**What you are asked to do**
Write the data out again so that it matches word for word.

Stored items from a collection:
__________
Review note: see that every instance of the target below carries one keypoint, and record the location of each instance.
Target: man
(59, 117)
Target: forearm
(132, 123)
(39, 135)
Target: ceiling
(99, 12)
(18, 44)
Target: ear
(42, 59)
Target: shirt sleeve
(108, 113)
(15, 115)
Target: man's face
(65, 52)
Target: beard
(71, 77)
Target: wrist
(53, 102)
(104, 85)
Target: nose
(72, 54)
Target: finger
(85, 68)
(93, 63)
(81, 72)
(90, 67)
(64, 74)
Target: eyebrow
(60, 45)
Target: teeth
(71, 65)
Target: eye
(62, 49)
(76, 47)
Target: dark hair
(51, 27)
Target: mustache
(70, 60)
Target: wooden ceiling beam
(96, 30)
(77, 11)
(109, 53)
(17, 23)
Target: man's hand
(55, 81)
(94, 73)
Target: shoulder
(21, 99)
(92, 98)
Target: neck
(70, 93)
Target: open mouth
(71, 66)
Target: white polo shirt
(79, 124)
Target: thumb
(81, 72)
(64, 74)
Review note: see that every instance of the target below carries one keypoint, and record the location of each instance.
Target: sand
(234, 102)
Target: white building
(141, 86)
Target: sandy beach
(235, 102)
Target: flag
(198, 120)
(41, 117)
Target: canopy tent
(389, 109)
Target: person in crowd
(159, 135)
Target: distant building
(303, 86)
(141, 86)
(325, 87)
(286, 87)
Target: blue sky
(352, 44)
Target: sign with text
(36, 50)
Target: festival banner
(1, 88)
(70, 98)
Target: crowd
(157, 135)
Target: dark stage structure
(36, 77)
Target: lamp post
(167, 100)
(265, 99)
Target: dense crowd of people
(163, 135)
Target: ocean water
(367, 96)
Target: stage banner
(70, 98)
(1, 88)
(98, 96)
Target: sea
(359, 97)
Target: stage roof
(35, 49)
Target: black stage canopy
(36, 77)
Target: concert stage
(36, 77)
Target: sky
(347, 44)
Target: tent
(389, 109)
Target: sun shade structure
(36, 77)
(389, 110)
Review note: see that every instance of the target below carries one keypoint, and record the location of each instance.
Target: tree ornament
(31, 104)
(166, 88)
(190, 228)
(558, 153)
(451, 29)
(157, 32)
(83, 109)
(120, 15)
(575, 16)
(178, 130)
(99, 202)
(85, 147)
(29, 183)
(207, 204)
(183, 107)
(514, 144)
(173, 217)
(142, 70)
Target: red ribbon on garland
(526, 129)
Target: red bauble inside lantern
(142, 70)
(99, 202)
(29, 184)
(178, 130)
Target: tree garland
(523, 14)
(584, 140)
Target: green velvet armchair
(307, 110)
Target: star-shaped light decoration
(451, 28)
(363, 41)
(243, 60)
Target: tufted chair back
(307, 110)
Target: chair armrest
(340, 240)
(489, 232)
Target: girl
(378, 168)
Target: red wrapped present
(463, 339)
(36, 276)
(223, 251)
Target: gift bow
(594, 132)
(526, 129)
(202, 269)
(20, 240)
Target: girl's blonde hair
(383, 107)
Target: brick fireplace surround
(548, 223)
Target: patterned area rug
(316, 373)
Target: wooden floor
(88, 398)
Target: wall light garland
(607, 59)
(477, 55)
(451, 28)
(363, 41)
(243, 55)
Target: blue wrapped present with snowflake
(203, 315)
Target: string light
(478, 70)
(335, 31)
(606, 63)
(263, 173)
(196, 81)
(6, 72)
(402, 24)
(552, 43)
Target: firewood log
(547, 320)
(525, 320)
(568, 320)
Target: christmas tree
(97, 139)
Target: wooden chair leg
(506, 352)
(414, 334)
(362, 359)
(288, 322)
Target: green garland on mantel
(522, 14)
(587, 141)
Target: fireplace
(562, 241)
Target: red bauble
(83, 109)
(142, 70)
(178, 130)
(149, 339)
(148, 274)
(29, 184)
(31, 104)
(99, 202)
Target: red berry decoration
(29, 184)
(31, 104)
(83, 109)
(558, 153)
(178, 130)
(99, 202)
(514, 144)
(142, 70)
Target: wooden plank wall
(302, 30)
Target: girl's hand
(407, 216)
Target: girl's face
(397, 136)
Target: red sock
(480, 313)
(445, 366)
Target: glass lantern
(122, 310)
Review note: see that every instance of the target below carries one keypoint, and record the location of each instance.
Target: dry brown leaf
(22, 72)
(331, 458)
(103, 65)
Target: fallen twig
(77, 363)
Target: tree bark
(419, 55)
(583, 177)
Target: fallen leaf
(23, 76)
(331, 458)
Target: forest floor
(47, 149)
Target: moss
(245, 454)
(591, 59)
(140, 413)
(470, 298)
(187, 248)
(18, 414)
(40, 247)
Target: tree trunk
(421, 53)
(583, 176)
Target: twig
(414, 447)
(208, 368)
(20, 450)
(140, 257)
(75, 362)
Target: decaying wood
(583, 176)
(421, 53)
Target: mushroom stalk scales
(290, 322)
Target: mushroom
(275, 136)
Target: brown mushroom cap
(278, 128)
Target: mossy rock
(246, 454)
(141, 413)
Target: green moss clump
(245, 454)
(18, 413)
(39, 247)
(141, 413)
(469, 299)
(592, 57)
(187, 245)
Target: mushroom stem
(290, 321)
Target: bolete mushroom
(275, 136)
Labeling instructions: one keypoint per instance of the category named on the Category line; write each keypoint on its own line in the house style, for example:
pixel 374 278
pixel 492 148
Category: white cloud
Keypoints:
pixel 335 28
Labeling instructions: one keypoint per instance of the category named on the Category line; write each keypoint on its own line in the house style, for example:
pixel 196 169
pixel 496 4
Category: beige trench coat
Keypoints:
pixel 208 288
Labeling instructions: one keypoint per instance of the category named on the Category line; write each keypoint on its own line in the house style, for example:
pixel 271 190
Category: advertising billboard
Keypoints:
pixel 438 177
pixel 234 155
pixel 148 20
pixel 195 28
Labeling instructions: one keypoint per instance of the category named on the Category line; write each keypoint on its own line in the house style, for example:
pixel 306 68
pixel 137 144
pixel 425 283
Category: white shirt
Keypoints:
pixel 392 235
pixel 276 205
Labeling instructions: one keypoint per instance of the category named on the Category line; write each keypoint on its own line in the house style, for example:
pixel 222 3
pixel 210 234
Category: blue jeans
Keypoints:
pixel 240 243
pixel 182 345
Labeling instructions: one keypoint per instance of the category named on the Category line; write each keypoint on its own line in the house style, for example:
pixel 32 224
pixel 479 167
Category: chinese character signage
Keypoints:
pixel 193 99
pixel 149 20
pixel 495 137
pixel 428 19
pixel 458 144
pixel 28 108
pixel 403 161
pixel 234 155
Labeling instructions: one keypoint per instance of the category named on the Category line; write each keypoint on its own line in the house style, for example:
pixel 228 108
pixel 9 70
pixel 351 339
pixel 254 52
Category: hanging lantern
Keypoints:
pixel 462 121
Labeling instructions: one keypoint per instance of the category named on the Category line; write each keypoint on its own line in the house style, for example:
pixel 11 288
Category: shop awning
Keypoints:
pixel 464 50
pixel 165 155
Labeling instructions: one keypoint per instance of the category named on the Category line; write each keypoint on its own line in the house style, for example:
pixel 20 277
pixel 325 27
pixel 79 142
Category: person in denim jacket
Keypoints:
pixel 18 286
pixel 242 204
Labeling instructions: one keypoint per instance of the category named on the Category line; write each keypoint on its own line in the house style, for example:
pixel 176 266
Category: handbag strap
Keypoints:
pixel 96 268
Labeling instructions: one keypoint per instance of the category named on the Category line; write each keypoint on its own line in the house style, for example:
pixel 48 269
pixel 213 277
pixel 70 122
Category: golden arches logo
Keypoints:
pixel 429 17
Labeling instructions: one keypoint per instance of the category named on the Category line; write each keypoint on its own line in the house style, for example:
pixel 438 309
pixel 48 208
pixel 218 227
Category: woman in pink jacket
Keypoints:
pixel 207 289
__________
**Result**
Review note: see that every instance of the target below carries one keypoint, and record the location of each instance.
Target: man
(59, 117)
Target: forearm
(132, 123)
(39, 135)
Target: ceiling
(99, 12)
(18, 44)
Target: ear
(42, 59)
Target: shirt sleeve
(108, 113)
(15, 115)
Target: man's face
(65, 52)
Target: beard
(71, 77)
Target: wrist
(53, 102)
(104, 85)
Target: nose
(72, 54)
Target: finger
(85, 68)
(93, 63)
(81, 72)
(90, 67)
(64, 74)
Target: eyebrow
(60, 45)
Target: teeth
(71, 65)
Target: eye
(62, 49)
(76, 47)
Target: dark hair
(51, 27)
Target: mustache
(70, 60)
Target: wooden ceiling beam
(96, 30)
(77, 11)
(109, 53)
(17, 23)
Target: man's hand
(55, 81)
(94, 73)
Target: shoulder
(21, 99)
(92, 98)
Target: neck
(70, 93)
Target: open mouth
(71, 66)
Target: white polo shirt
(79, 124)
Target: thumb
(81, 72)
(64, 74)
Review note: see that every instance of the target below carries one keypoint, and record the location of each instance.
Target: sand
(234, 102)
Target: white building
(141, 86)
Target: sandy beach
(235, 102)
Target: flag
(198, 120)
(41, 117)
Target: canopy tent
(389, 109)
Target: person in crowd
(159, 135)
Target: distant building
(303, 86)
(141, 86)
(325, 87)
(286, 87)
Target: blue sky
(352, 44)
Target: sign with text
(36, 50)
Target: festival banner
(1, 88)
(70, 98)
Target: crowd
(157, 135)
Target: dark stage structure
(36, 77)
Target: lamp post
(167, 100)
(265, 99)
Target: dense crowd of people
(163, 135)
Target: ocean water
(367, 96)
Target: stage banner
(70, 98)
(1, 88)
(98, 96)
Target: sea
(359, 97)
Target: stage roof
(35, 49)
Target: black stage canopy
(36, 77)
Target: concert stage
(36, 77)
Target: sky
(347, 44)
Target: tent
(389, 109)
Target: sun shade structure
(36, 77)
(389, 110)
Review note: see that every instance of the target below carries one keypoint, and record the location of each instance.
Target: tree ornament
(31, 104)
(166, 88)
(190, 228)
(558, 153)
(451, 29)
(157, 32)
(83, 109)
(120, 15)
(575, 16)
(178, 130)
(99, 202)
(85, 147)
(29, 183)
(207, 204)
(183, 107)
(514, 144)
(173, 217)
(142, 70)
Target: red ribbon on garland
(526, 129)
Target: red bauble inside lantern
(142, 70)
(99, 202)
(29, 184)
(178, 130)
Target: tree garland
(523, 14)
(584, 140)
Target: green velvet armchair
(307, 110)
Target: star-shaped light decoration
(451, 28)
(363, 41)
(243, 60)
Target: tufted chair back
(307, 110)
Target: chair armrest
(340, 240)
(489, 232)
Target: girl
(378, 168)
Target: red wrapped present
(463, 339)
(36, 276)
(223, 251)
Target: gift bow
(594, 132)
(526, 129)
(202, 269)
(20, 240)
Target: girl's blonde hair
(383, 107)
Target: brick fireplace surround
(548, 223)
Target: patterned area rug
(316, 373)
Target: wooden floor
(88, 398)
Target: wall light garland
(607, 59)
(477, 55)
(451, 28)
(363, 41)
(243, 55)
Target: blue wrapped present with snowflake
(203, 315)
Target: string light
(478, 70)
(335, 31)
(606, 63)
(263, 173)
(196, 81)
(6, 72)
(402, 24)
(552, 43)
Target: firewood log
(547, 320)
(525, 320)
(568, 320)
Target: christmas tree
(97, 139)
Target: wooden chair leg
(506, 352)
(414, 334)
(362, 359)
(288, 322)
Target: green garland on mantel
(522, 14)
(587, 141)
Target: fireplace
(562, 241)
Target: red bauble
(83, 109)
(142, 70)
(178, 130)
(149, 339)
(148, 274)
(29, 184)
(31, 104)
(99, 202)
Target: red berry decoration
(29, 184)
(31, 104)
(83, 109)
(558, 153)
(178, 130)
(99, 202)
(514, 144)
(142, 70)
Target: wooden plank wall
(302, 30)
Target: girl's hand
(407, 216)
Target: girl's face
(397, 136)
Target: red sock
(480, 313)
(445, 366)
Target: glass lantern
(122, 310)
Review note: see that every instance of the target below carries one keypoint, and record the location of each instance.
Target: dry brown leaf
(22, 72)
(331, 458)
(103, 65)
Target: fallen twig
(77, 363)
Target: tree bark
(419, 55)
(583, 177)
Target: fallen leaf
(23, 76)
(331, 458)
Target: forest floor
(47, 149)
Target: moss
(245, 454)
(591, 59)
(140, 413)
(470, 298)
(187, 248)
(18, 414)
(40, 247)
Target: tree trunk
(421, 53)
(583, 176)
Target: twig
(414, 447)
(208, 368)
(20, 450)
(140, 257)
(75, 362)
Target: decaying wood
(583, 176)
(421, 53)
Target: mushroom stalk scales
(290, 322)
Target: mushroom
(275, 136)
Target: brown mushroom cap
(278, 128)
Target: mossy rock
(246, 454)
(141, 413)
Target: green moss clump
(245, 454)
(18, 413)
(39, 247)
(141, 413)
(469, 299)
(592, 57)
(187, 245)
Target: mushroom stem
(290, 321)
Target: bolete mushroom
(275, 136)
Labeling instructions: one keypoint per instance of the category named on the Category line; write each keypoint on its own line in the house style, for example:
pixel 374 278
pixel 492 148
Category: white cloud
Keypoints:
pixel 335 28
Labeling instructions: one keypoint per instance of the category named on the Category line; write each keypoint on its own line in the house style, for example:
pixel 196 169
pixel 496 4
Category: beige trench coat
Keypoints:
pixel 208 288
Labeling instructions: one keypoint per instance of the category named on the Category line; write each keypoint on its own line in the house style, for example:
pixel 271 190
Category: advertising billboard
Keypoints:
pixel 438 177
pixel 234 155
pixel 148 20
pixel 195 28
Labeling instructions: one keypoint per instance of the category named on the Category line; write each keypoint on its own line in the house style, for example:
pixel 306 68
pixel 137 144
pixel 425 283
Category: white shirt
Keypoints:
pixel 392 235
pixel 276 205
Labeling instructions: one keypoint per instance of the category named on the Category line; write each keypoint on its own line in the house style, for example:
pixel 222 3
pixel 210 234
Category: blue jeans
Keypoints:
pixel 240 243
pixel 182 345
Labeling instructions: one keypoint per instance of the category named on the Category line; write each keypoint on its own line in the house style, for example:
pixel 32 224
pixel 479 167
Category: chinese character signage
Keypoints:
pixel 193 99
pixel 149 20
pixel 495 137
pixel 428 19
pixel 458 144
pixel 28 108
pixel 403 161
pixel 234 155
Labeling instructions: one keypoint per instance of the category named on the Category line; write each keypoint on its own line in the house style, for example:
pixel 228 108
pixel 9 70
pixel 351 339
pixel 254 52
Category: hanging lantern
Keypoints:
pixel 462 121
Labeling instructions: one keypoint per instance of the category named on the Category line; write each keypoint on its own line in the house style, for example:
pixel 11 288
Category: shop awning
Keypoints:
pixel 464 50
pixel 165 155
Labeling instructions: one keypoint per instance of the category named on the Category line; write each keypoint on its own line in the house style, for example:
pixel 20 277
pixel 325 27
pixel 79 142
Category: person in denim jacket
Keypoints:
pixel 18 286
pixel 242 204
Labeling instructions: one keypoint per instance of the category named on the Category line; write each keypoint on its own line in the house style, for example:
pixel 176 266
Category: handbag strap
Keypoints:
pixel 96 268
Labeling instructions: one keypoint per instance of the category named on the Category line; write each keypoint on its own line in the house style, for example:
pixel 48 269
pixel 213 277
pixel 70 122
Category: golden arches logo
Keypoints:
pixel 429 17
Labeling instructions: one keypoint per instance of the category named on the Category line; write each keypoint on its own line in the house style, for example:
pixel 438 309
pixel 48 208
pixel 218 227
Category: woman in pink jacket
Keypoints:
pixel 207 289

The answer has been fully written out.